Labeled outline entries:
>> START

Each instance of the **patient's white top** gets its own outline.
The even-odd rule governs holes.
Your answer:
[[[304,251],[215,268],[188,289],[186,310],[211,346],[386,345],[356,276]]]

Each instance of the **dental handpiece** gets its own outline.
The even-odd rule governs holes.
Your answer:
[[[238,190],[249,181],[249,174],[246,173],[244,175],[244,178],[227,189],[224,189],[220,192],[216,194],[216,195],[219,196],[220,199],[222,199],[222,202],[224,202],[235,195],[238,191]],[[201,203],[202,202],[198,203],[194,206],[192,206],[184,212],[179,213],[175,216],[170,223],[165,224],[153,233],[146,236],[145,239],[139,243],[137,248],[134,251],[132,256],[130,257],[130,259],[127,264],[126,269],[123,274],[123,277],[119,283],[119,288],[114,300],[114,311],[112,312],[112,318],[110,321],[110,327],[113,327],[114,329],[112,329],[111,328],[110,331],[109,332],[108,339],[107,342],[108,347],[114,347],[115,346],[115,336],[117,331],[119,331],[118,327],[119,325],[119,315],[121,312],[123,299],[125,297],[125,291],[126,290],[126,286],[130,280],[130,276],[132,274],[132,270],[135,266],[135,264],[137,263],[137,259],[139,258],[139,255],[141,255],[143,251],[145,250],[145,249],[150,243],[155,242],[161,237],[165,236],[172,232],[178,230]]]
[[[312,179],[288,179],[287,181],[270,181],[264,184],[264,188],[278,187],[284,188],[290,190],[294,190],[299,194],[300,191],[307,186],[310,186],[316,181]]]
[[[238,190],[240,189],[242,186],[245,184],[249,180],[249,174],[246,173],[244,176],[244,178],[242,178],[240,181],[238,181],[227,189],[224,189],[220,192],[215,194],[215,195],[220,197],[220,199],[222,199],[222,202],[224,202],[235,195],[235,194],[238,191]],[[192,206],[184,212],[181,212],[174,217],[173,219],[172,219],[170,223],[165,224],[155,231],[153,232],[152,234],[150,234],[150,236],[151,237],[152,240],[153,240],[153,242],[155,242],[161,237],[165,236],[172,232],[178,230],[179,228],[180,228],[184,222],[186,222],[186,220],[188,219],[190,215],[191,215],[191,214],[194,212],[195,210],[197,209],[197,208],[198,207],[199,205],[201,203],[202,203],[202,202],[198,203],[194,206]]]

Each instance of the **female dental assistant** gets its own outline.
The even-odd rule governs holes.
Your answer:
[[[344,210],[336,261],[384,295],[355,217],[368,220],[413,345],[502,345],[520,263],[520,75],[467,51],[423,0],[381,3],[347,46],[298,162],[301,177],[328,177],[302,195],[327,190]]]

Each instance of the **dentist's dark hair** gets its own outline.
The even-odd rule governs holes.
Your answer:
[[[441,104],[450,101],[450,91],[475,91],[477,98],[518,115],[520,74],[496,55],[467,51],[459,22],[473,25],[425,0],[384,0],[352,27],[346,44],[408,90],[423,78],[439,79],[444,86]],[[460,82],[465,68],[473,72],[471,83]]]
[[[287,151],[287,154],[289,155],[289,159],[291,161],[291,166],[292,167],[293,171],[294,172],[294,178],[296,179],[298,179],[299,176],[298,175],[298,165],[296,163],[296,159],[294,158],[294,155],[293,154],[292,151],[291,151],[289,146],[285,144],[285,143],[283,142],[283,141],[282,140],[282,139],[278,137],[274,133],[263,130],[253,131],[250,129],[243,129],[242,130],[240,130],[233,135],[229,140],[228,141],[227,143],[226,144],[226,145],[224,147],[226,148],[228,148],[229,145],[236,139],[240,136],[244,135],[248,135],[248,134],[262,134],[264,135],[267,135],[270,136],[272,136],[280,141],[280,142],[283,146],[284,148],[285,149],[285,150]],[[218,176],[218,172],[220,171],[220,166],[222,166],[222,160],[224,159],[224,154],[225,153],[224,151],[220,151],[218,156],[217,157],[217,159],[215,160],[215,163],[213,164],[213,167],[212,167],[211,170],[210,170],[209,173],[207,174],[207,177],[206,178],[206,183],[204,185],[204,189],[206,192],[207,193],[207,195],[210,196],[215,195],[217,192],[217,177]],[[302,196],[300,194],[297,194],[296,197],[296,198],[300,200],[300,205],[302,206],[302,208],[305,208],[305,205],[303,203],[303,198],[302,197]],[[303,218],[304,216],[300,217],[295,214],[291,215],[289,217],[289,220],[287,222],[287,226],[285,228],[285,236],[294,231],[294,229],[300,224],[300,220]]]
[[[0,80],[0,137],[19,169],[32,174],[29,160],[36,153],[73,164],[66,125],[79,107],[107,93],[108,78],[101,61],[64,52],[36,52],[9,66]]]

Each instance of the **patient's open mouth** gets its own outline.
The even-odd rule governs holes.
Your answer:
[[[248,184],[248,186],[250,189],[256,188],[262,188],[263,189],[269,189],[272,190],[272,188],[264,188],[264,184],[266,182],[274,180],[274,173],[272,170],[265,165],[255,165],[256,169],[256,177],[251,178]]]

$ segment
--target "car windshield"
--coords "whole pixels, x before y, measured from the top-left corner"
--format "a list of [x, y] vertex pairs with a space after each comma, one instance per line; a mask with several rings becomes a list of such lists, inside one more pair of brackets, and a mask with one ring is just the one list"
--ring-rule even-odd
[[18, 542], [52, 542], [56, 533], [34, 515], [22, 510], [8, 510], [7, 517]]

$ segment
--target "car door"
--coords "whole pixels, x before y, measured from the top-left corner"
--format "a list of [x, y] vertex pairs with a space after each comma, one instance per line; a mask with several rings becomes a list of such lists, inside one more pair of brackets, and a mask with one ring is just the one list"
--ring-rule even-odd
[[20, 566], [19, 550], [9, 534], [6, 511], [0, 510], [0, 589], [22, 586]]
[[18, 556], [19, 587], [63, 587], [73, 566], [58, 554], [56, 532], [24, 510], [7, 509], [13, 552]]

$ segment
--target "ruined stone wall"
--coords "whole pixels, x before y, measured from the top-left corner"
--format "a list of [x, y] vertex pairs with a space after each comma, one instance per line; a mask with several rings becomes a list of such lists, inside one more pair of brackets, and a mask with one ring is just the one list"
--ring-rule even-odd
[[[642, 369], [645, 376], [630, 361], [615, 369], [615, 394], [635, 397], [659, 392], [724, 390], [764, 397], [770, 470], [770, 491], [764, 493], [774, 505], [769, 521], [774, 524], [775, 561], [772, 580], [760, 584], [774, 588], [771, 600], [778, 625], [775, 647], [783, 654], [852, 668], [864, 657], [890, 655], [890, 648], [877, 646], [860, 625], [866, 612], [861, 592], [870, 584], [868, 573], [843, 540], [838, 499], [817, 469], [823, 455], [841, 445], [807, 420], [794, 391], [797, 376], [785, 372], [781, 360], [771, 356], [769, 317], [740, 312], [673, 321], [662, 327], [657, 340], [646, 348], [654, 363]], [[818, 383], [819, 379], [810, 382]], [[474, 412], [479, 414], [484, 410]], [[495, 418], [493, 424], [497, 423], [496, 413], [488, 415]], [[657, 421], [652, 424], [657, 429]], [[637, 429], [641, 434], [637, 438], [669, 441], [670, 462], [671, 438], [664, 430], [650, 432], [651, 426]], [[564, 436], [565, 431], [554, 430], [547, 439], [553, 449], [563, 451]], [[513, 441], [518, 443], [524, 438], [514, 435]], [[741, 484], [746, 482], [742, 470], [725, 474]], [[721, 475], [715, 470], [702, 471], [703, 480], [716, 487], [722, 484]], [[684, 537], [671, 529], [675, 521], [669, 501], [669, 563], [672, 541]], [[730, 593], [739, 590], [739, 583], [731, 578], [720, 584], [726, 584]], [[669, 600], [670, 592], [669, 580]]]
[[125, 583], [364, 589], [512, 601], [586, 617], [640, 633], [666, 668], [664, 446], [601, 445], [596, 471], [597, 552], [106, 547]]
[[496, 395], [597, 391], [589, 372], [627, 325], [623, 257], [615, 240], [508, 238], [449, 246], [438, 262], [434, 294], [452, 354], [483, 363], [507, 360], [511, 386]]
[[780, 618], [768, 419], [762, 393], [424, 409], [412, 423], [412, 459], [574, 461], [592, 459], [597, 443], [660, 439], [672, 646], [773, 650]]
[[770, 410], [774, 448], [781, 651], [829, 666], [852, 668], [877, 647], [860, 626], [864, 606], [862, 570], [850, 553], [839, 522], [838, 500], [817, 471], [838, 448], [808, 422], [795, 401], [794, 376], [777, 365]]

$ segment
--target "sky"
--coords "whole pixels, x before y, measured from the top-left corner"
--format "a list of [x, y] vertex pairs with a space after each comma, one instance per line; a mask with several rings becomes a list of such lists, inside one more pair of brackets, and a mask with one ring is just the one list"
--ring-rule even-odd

>> END

EXERCISE PROMPT :: Identify every line in the records above that contains the word "patient", and copy each of those lines.

ANSWER TO THIS EXERCISE ::
Each instance of the **patient's white top** gets its own outline.
Each instance of the **patient's open mouth** gets its own outline.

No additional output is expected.